(Beginning of Information shown)

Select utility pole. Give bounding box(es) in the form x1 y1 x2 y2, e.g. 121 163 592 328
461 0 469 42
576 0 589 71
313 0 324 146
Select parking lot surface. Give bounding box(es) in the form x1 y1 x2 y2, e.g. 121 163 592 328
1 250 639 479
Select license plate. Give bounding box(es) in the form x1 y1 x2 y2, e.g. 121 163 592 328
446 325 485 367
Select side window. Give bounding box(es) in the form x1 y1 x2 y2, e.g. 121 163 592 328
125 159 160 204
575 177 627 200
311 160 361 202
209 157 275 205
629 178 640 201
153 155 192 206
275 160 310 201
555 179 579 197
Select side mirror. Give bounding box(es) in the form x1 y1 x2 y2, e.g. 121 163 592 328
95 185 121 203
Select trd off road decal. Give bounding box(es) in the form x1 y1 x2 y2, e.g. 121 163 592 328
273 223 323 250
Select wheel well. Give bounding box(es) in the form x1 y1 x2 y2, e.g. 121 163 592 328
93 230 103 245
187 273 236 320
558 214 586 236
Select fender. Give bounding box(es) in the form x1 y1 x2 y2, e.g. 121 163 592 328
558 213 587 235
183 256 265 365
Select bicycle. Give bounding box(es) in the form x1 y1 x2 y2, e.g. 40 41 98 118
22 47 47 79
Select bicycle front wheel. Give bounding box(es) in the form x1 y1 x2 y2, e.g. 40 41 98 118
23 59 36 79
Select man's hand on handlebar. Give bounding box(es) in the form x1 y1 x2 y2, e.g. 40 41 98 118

(End of Information shown)
(Beginning of Information shown)

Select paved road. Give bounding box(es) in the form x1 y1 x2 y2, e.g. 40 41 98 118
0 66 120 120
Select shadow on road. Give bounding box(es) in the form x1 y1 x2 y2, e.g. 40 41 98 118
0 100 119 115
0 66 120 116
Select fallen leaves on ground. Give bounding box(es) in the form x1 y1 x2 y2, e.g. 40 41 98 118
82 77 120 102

(End of Information shown)

Work order ▸ The lines above from the one with "Select fender. Give" through the one with "Select man's hand" are to be duplicated exactly, ends included, with nothing added.

Response to this task ▸
Select fender. Give bounding box(es) in the form x1 y1 x2 y2, e.g. 121 163 592 328
558 213 587 235
183 256 265 365
Select bicycle. Give bounding box(es) in the form x1 y1 x2 y2, e.g. 40 41 98 118
22 47 47 79
Select bicycle front wheel. Give bounding box(es) in the form x1 y1 x2 y2, e.g. 40 41 98 118
23 59 36 79
Select man's hand on handlebar. Give bounding box(es) in the form x1 y1 x2 y2, e.g. 40 41 98 118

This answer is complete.